Excerpted data
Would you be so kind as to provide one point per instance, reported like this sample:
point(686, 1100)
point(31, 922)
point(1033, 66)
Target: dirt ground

What you have to do
From the first line to the last, transcribe the data exactly.

Output for this task
Would you be so kind as to provide one point per instance, reported like this sample:
point(686, 1100)
point(31, 922)
point(1033, 66)
Target: dirt ground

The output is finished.